--- Start PASSAGE TO READ ---

Kendal H. Black '92 said he would like advisors to be more proactive instead of merely reacting to student questions. "You have to swallow your pride," to ask for help, Black said.

Students of color feel that if they go to a counseling office, "the Peninsula's going to kick [them] out," Dayle B. Delancey '92 said of the ultra-conservative campus magazine.

College officials on the panel expressed sympathy for the students' concerns and said undergraduates should be encouraged to take advantage of counseling services.

'We Don't Need Heroes'

"We don't need heroes or heroines," said Assistant Dean for Minority Affairs and Race Relations Hilda Hernandez-Gravelle, who helped organize the forum. "We all need help and it's a strength, not a weakness, to go to the Bureau of Study Counsel."

Charles P. Ducey, director of the Bureau of Study Counsel, who attended the forum, said afterward that he understands there is pressure, especially among Black students, to remain "independent." He said that sentiment can make it difficult for many students to seek counseling services.

'Non-threatening' Publicity

One possible solution to this problem, Ducey said, is to make the services "more publicized in a non-threatening way."

The panel was composed of undergraduates and representatives from the University Health Services, the Bureau of Study Counsel and the Office of Career Services.

Virginia L. Mackay Smith '78, dean for first-year students, who attended the forum, said afterwards that she was glad to see students talk frankly about their objections to the counseling services.

Ducey and Martha P. Leape, director of the Office of Career Services, both said that they would discuss with their staffs the suggestions raised by the students.

--- End PASSAGE TO READ ---

> **REQUIRED TASK 1**:
In the article about the counseling forum, who is the director of the Bureau of Study Counsel?
> **REQUIRED TASK 2**:
Can you sum up the article about the counseling forum in two sentences?
> **REQUIRED TASK 3**:
How would you put this sentence from the article about the counseling forum into Spanish: "The panel was composed of undergraduates and representatives from the University Health Services, the Bureau of Study Counsel and the Office of Career Services."

--- Start MATERIAL ---

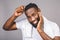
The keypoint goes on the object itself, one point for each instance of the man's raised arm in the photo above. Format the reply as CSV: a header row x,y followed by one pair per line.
x,y
10,24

--- End MATERIAL ---

> **EXERCISE OUTPUT 1**:
Charles P. Ducey.

> **EXERCISE OUTPUT 2**:
At a forum, students voiced objections to campus counseling services, saying advisors should be more proactive and that students of color feel they would not be welcome in a counseling office. College officials expressed sympathy and encouraged students to use the services, and the directors of the Bureau of Study Counsel and the Office of Career Services said they would discuss the students' suggestions with their staffs.

> **EXERCISE OUTPUT 3**:
El panel estaba compuesto por estudiantes de pregrado y representantes de los Servicios de Salud Universitarios, la Oficina de Asesoramiento Académico y la Oficina de Servicios Profesionales.